Exercise
Extract each line of the material that follows exactly and omit its pictures.
╭──
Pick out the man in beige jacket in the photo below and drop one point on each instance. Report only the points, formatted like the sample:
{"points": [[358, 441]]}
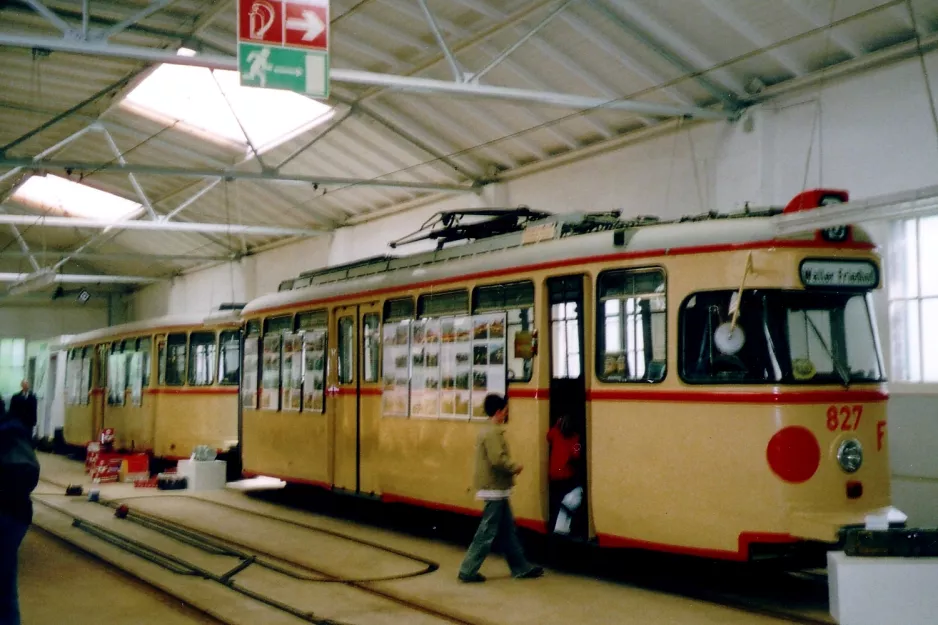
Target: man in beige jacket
{"points": [[494, 477]]}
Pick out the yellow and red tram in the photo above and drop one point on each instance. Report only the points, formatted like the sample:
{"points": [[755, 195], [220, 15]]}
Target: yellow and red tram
{"points": [[728, 382], [164, 385]]}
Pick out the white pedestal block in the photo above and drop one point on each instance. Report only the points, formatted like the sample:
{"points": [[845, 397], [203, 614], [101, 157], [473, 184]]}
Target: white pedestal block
{"points": [[882, 591], [203, 475]]}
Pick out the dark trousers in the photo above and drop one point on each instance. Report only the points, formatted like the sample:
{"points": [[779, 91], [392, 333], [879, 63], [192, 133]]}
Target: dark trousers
{"points": [[497, 523], [12, 533]]}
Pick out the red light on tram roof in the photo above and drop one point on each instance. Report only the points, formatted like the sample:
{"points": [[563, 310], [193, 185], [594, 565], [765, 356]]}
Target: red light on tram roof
{"points": [[794, 454], [815, 197]]}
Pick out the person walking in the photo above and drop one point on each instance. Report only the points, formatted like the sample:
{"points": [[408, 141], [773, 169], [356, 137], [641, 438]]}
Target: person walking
{"points": [[19, 475], [494, 477], [23, 406]]}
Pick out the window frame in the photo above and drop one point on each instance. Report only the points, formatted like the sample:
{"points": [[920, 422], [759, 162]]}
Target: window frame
{"points": [[506, 308], [191, 354], [600, 329]]}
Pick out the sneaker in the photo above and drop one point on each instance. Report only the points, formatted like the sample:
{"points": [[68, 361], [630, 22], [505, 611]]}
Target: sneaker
{"points": [[532, 573], [469, 579]]}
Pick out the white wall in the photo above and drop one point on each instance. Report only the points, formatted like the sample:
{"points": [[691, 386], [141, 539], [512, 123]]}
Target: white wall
{"points": [[871, 134], [37, 322]]}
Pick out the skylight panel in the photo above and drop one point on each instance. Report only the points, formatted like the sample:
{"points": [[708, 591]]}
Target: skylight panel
{"points": [[64, 197], [195, 100]]}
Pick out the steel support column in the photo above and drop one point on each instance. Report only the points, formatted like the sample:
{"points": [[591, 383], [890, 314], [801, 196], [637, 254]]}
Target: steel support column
{"points": [[400, 83]]}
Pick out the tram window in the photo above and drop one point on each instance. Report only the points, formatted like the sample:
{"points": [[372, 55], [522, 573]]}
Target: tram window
{"points": [[175, 372], [371, 343], [346, 350], [144, 346], [446, 303], [229, 361], [202, 358], [398, 309], [278, 325], [102, 354], [632, 326], [312, 320], [517, 299]]}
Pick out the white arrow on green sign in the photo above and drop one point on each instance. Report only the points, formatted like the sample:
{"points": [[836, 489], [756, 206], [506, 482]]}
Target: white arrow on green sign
{"points": [[273, 67]]}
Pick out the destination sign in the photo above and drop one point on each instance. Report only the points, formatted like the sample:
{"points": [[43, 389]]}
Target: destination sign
{"points": [[854, 274]]}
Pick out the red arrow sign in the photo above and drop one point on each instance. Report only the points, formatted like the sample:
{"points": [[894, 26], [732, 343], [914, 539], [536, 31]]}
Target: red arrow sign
{"points": [[306, 24]]}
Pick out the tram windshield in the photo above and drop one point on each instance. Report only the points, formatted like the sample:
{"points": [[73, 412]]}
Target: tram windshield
{"points": [[787, 337]]}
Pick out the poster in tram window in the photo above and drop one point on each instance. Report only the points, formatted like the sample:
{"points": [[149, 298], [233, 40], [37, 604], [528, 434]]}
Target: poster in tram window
{"points": [[396, 383], [136, 379], [314, 370], [249, 373], [455, 366], [425, 372], [489, 368], [270, 382], [84, 392], [291, 375]]}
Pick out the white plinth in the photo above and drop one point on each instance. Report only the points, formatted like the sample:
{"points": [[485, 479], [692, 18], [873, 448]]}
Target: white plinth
{"points": [[882, 591], [203, 475]]}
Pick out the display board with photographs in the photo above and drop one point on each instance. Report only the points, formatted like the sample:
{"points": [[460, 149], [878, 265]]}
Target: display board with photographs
{"points": [[291, 373], [396, 381], [314, 368], [249, 373], [136, 379], [489, 371], [84, 392], [425, 372], [270, 372]]}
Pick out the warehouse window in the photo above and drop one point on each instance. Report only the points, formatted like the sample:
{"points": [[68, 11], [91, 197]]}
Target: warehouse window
{"points": [[913, 299], [59, 196], [214, 105]]}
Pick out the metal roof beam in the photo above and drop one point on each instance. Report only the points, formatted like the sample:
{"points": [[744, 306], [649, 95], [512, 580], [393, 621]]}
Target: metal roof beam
{"points": [[117, 256], [234, 174], [143, 13], [51, 17], [753, 35], [458, 72], [534, 30], [400, 83], [72, 278], [662, 41], [146, 224], [845, 42]]}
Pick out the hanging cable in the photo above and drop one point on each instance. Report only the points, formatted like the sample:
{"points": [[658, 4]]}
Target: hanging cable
{"points": [[921, 57]]}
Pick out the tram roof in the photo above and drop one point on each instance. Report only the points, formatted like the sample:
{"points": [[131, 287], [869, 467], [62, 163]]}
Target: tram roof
{"points": [[513, 250]]}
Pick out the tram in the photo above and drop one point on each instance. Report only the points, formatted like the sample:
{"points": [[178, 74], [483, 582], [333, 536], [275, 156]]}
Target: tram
{"points": [[164, 385], [728, 383]]}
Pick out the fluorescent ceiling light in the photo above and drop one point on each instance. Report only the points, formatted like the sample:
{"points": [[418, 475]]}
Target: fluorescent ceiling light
{"points": [[194, 100], [60, 196]]}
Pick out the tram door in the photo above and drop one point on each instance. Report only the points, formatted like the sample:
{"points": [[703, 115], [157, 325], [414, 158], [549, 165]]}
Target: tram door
{"points": [[567, 375], [357, 402]]}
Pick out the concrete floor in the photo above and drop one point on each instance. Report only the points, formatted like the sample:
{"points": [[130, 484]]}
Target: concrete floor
{"points": [[61, 585], [556, 598]]}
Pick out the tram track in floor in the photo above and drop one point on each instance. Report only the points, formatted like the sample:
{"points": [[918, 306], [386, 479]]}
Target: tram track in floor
{"points": [[217, 543], [682, 585]]}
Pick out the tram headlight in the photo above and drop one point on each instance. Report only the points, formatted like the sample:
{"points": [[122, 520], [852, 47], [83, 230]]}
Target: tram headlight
{"points": [[850, 455]]}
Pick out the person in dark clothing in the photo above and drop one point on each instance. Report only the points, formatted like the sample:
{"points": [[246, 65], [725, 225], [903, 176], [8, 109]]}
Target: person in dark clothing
{"points": [[19, 474], [23, 406]]}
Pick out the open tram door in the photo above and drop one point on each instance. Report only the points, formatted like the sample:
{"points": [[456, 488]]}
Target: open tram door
╰──
Correct result
Pick out the man in beige jacket in the photo below and drop one point on each instance. Report only the points, formatted like the sample:
{"points": [[358, 441]]}
Target: man in beige jacket
{"points": [[494, 477]]}
Pick out the yellow and red tram in the photo above and drop one point on each instance. Report only the points, formatted like the sample:
{"points": [[755, 195], [220, 15]]}
Target: yellow and red tram
{"points": [[728, 382], [164, 385]]}
Pick out the white pedestal block in the photo above and drop one point on each instance. Report only the points, formatted like the sample:
{"points": [[845, 397], [203, 614], [101, 157], [473, 184]]}
Target: white pedestal block
{"points": [[882, 591], [203, 475]]}
Pick out the dark trousers in the photo above and drop one point on each instance. Report only the points, formatted like the sample:
{"points": [[779, 91], [392, 333], [879, 63], [192, 133]]}
Target: dark trousers
{"points": [[497, 523], [12, 533]]}
Pick out the red light on tram roof in the photo above and drop one point on each instance. Report only the points, formatted like the sample:
{"points": [[563, 310], [193, 185], [594, 565], [765, 356]]}
Target: red light on tram roof
{"points": [[794, 454], [815, 197]]}
Pick out the person walking in the photo above and drop one point on each instance. Report only the points, formatted like the sample:
{"points": [[408, 141], [773, 169], [356, 137], [641, 438]]}
Target: person walking
{"points": [[19, 475], [494, 477], [23, 406]]}
Pick out the window frame in the photo above and drop one point on each instance. Report only the points, formatted like the sample:
{"points": [[920, 422], [759, 162]]}
Target: window frame
{"points": [[506, 308], [191, 354], [600, 329]]}
Pick out the sneaker in the photo above and drop one point on each instance. Report only the points, formatted like the sample:
{"points": [[68, 361], [630, 22], [505, 611]]}
Target: sneaker
{"points": [[532, 573], [469, 579]]}
Pick out the white wall in the photo above and drop one point on each instance. Report only the points, formatted like the sample:
{"points": [[691, 386], [141, 539], [512, 123]]}
Target: white wall
{"points": [[871, 134], [37, 322]]}
Pick out the skylight panel in the photo above and drop one point on each instance. Report only the points, formatted like the sample:
{"points": [[708, 591]]}
Target: skylight panel
{"points": [[64, 197], [195, 100]]}
Pick out the steel support column in the photo above and drop one point on each instance. Report only the points, formatted like the sample:
{"points": [[591, 383], [890, 314], [801, 196], [637, 254]]}
Target: steel support column
{"points": [[400, 83]]}
Pick out the tram window in the photo above and drop one point on each instance. Report only the points, formatted like the sample:
{"points": [[372, 55], [522, 573]]}
Target: tram window
{"points": [[175, 372], [371, 343], [346, 350], [144, 346], [446, 303], [229, 361], [202, 358], [398, 309], [278, 325], [102, 354], [632, 326], [312, 320], [517, 299]]}
Pick out the white arrow on green sign in the photo above and drop one point on each instance. Report only the points, formatted like the sample:
{"points": [[836, 489], [756, 206], [506, 482]]}
Target: white arrow on green sign
{"points": [[273, 67]]}
Pick out the destination sign in the photo above and drop one point on each instance. Report only the points, formatted like the sample:
{"points": [[43, 389]]}
Target: destination sign
{"points": [[854, 274]]}
Pick out the red arrow sign in the photo above and drop one point on each instance. Report only the points, formatted like the sample:
{"points": [[894, 26], [732, 343], [914, 539], [536, 31]]}
Target: red arrow sign
{"points": [[306, 24]]}
Pick out the tram windshield in the photo above and drop one point on each instance. Report only the points, formatted like the sample:
{"points": [[73, 412]]}
Target: tram windshield
{"points": [[787, 337]]}
Pick out the poster in tram window in the photo above and drop one point on each instance. Report only the points, formatted like the sample:
{"points": [[149, 298], [233, 40], [37, 604], [528, 434]]}
Target: poster in tram window
{"points": [[396, 383], [136, 379], [314, 370], [249, 373], [455, 366], [425, 372], [489, 368], [270, 382], [84, 392], [291, 375]]}
Pick out the white plinth in the photo above and drop one point on each instance. Report only the points, formatted like the sample:
{"points": [[485, 479], [692, 18], [873, 448]]}
Target: white plinth
{"points": [[882, 591], [203, 475]]}
Pick out the display board with photographs in the photo above and drop one point on each instance. Report only the points, formatted like the sample:
{"points": [[460, 149], [878, 265]]}
Target: display board with photographs
{"points": [[291, 373], [396, 381], [314, 368], [249, 373], [136, 379], [489, 371], [84, 392], [425, 372], [270, 372]]}
Pick out the warehouse window in the photo above and drop one point on each instance. Report only the points, formatted like the sample:
{"points": [[68, 11], [91, 197]]}
Target: warehouse window
{"points": [[913, 299], [59, 196], [214, 105]]}
Pick out the metal roof beam in the photo above and drop one point on each instance. Report only the points, formatted like the sample:
{"points": [[744, 306], [649, 95], [512, 580], [393, 621]]}
Target: metal roof beam
{"points": [[117, 256], [234, 174], [143, 13], [51, 17], [753, 35], [458, 72], [534, 30], [400, 83], [72, 278], [662, 41], [146, 224], [845, 42]]}
Pick out the hanging cable in the photo above and drop one point on each instance. Report only the points, formatted like the sample:
{"points": [[658, 4]]}
Target: hanging cable
{"points": [[921, 57]]}
Pick out the tram roof in the photo above and drop one point on each instance. Report only the points, formatted like the sample:
{"points": [[131, 287], [869, 467], [62, 163]]}
Target: tram roof
{"points": [[513, 250]]}
Pick out the tram in the photo above and drop one point on each instance. Report only the points, formatted like the sample:
{"points": [[178, 74], [483, 582], [333, 536], [275, 156]]}
Target: tram
{"points": [[164, 385], [728, 383]]}
Pick out the fluorescent ceiling light in the photo above and drop one point on each instance. Report only the points, formatted like the sample:
{"points": [[418, 475]]}
Target: fluorescent ceiling light
{"points": [[194, 100], [60, 196]]}
Pick out the tram door in the photo above and drop one point on each instance. Report only the points, formatted like the sample:
{"points": [[703, 115], [157, 325], [414, 158], [549, 165]]}
Target: tram door
{"points": [[567, 375], [357, 402]]}
Pick out the concrete floor in the photo above and drop one point on each instance. Report only the points, formatted like the sample:
{"points": [[130, 484]]}
Target: concrete floor
{"points": [[61, 585], [556, 598]]}
Pick out the tram track in floor in the photo above and drop one point on each instance. Report only the points, formatted like the sample:
{"points": [[918, 306], [386, 479]]}
Target: tram track in floor
{"points": [[217, 543], [682, 585]]}
Pick out the tram headlight in the photo above and drop one point on each instance. Report only the points, formatted like the sample:
{"points": [[122, 520], [852, 47], [83, 230]]}
Target: tram headlight
{"points": [[850, 455]]}
Pick out the person in dark clothing in the photo above and drop one point on each instance. Report only the points, formatted like the sample:
{"points": [[246, 65], [725, 225], [903, 176], [8, 109]]}
Target: person in dark clothing
{"points": [[19, 474], [23, 406]]}
Pick out the open tram door in the photo above and drop one point on each instance. Report only the points, formatted like the sample:
{"points": [[456, 488]]}
Target: open tram door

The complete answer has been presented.